* YOUR GOAL *
Without the pictures, copy the entries below word for word.

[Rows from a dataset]
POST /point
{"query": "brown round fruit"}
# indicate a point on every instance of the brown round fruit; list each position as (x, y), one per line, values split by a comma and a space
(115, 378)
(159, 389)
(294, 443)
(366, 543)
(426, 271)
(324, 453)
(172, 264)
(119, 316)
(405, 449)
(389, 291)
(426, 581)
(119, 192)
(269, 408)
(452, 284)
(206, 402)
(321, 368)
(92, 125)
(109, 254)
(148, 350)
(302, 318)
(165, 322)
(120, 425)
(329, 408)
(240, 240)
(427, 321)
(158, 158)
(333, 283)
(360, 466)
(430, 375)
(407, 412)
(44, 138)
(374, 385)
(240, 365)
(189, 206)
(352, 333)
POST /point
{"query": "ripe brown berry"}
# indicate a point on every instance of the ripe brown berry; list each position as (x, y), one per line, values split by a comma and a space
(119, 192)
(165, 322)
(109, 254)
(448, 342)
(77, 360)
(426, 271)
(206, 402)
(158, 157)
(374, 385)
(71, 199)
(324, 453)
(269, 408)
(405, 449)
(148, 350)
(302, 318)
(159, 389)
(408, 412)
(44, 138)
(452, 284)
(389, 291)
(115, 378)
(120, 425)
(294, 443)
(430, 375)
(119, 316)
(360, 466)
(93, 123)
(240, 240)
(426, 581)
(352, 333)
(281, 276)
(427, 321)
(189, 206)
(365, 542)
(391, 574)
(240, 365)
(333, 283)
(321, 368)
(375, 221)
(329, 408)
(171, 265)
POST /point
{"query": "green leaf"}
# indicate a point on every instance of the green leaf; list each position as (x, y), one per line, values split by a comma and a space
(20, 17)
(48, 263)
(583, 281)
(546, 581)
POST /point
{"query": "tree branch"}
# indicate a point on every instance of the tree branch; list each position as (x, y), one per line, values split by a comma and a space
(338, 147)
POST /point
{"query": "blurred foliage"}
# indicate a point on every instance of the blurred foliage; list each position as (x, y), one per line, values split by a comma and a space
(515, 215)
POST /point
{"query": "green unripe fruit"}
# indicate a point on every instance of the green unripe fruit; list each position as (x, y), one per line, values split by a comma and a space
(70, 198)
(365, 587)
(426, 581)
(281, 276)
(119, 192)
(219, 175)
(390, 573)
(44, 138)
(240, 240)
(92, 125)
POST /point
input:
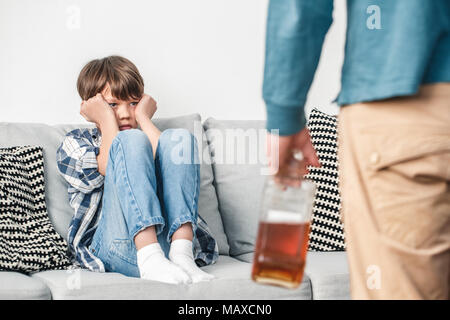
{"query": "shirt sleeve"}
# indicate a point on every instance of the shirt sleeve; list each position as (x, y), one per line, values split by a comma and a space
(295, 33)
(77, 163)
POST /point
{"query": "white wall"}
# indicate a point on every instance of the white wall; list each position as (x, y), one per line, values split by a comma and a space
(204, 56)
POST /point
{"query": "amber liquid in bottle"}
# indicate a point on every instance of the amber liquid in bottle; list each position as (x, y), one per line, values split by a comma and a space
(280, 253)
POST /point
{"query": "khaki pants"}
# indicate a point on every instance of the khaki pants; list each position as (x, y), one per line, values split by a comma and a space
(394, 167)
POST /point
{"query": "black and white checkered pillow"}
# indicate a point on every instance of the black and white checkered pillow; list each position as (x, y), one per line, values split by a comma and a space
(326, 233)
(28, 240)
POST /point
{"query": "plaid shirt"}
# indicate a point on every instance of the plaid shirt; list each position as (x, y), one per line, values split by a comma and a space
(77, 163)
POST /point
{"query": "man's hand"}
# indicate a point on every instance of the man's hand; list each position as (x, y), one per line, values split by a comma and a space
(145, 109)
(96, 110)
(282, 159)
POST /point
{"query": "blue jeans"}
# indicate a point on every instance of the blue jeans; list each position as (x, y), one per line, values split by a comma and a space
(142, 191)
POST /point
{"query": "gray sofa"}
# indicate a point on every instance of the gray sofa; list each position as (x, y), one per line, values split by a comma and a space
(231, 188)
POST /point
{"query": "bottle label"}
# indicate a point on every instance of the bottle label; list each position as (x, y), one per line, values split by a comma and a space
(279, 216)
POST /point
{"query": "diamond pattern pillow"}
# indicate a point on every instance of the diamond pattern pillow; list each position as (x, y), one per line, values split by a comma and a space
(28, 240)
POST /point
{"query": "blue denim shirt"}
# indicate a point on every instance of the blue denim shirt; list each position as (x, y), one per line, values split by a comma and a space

* WORKED ANSWER *
POST /point
{"query": "brown round fruit"}
# indicate a point on every instance of the brown round fruit; list each position as (x, y), one per line, values split by a comma and a space
(115, 378)
(159, 389)
(294, 443)
(366, 543)
(426, 271)
(324, 453)
(172, 264)
(119, 316)
(405, 449)
(389, 291)
(426, 581)
(119, 192)
(269, 408)
(452, 284)
(206, 402)
(321, 368)
(92, 125)
(109, 254)
(148, 350)
(302, 318)
(165, 322)
(120, 425)
(329, 408)
(240, 240)
(427, 321)
(158, 158)
(333, 283)
(360, 466)
(430, 375)
(407, 412)
(44, 138)
(374, 385)
(240, 365)
(189, 206)
(352, 333)
POST /point
{"query": "ripe brown berry"}
# indicate a point on every instance of the ripe brown berry; list each position as (x, y), one per line, values split by a comma and a space
(119, 192)
(165, 322)
(109, 254)
(448, 342)
(77, 360)
(426, 271)
(206, 402)
(158, 157)
(374, 385)
(71, 199)
(324, 453)
(269, 408)
(405, 449)
(148, 350)
(302, 318)
(159, 389)
(408, 412)
(44, 138)
(452, 284)
(389, 291)
(115, 378)
(120, 425)
(294, 443)
(430, 375)
(119, 316)
(360, 466)
(93, 123)
(240, 240)
(426, 581)
(352, 333)
(281, 276)
(427, 321)
(189, 206)
(365, 542)
(391, 574)
(240, 365)
(333, 283)
(321, 368)
(375, 221)
(329, 408)
(171, 265)
POST /point
{"query": "green leaf"}
# indicate a point on every instance of the green leaf; list each position as (x, y), one per line, values split by a comma and a space
(20, 17)
(48, 263)
(583, 281)
(546, 581)
POST /point
{"query": "tree branch"}
# indicate a point on every instance of the tree branch; list each position as (x, y), one per line, values split by a comma and a space
(338, 147)
POST /point
{"query": "blurred foliage"}
# indicate a point on every instance of the blurred foliage; list each position as (x, y), one per line, values split by a comma and a space
(515, 215)
POST /point
{"query": "green unripe fruit"}
# indicate a point on every instance of the green unripe fruit; list each position as (x, y), one per line, values split by a comma and a space
(70, 198)
(365, 587)
(426, 581)
(281, 276)
(119, 192)
(219, 175)
(390, 573)
(44, 138)
(240, 240)
(92, 125)
POST /point
input:
{"query": "shirt sleeve"}
# indicate a point on every instance of the shirt sleeve; list each position as (x, y), one per line, values split by a comma and a space
(295, 33)
(77, 163)
POST /point
{"query": "white wall"}
# indicate a point on every instance of the white wall; list each position as (x, y), one per line, values split by a comma and a space
(204, 56)
POST /point
{"query": "amber liquid in bottle"}
# indicate a point on every instance of the amber liquid in bottle; list each position as (x, y), one per line, values split by a comma and a space
(280, 253)
POST /point
{"query": "khaki pants"}
# indicate a point on every instance of the khaki pants; list each position as (x, y), one per line, values split by a comma and a space
(394, 167)
POST /point
{"query": "black and white checkered pillow"}
# indicate a point on every instance of the black and white checkered pillow; list each position as (x, y), one per line, values split by a comma and a space
(326, 233)
(28, 240)
POST /point
{"query": "plaid shirt"}
# indicate a point on every instance of the plaid shirt; list each position as (x, y), one per line, values split by a comma and a space
(77, 163)
POST /point
{"query": "man's hand"}
# indicate a point on every instance of the man's hand; list each position as (x, y), one per line, values split by a comma and a space
(145, 109)
(96, 110)
(282, 159)
POST /point
{"query": "blue jeans"}
# indicate a point on every instance of the blue jeans; list each position as (x, y), one per line, values split by a comma and a space
(142, 191)
POST /point
{"query": "gray sofa"}
# indicate a point on every instance of the gray sofa; list each position as (x, y), one per line, values split by a comma and a space
(231, 188)
POST /point
{"query": "bottle label"}
# indicate a point on every instance of the bottle label; list each position as (x, y), one per line, values split by a comma and a space
(279, 216)
POST /point
{"query": "diamond pattern pillow"}
# indicate a point on every instance of the diamond pattern pillow; list each position as (x, y), one per line, values split by a comma and a space
(28, 240)
POST /point
{"query": "blue denim shirt"}
# indicate a point on every instance of the blue denim shirt; list each position as (x, y), one per line, values split by a comma and a space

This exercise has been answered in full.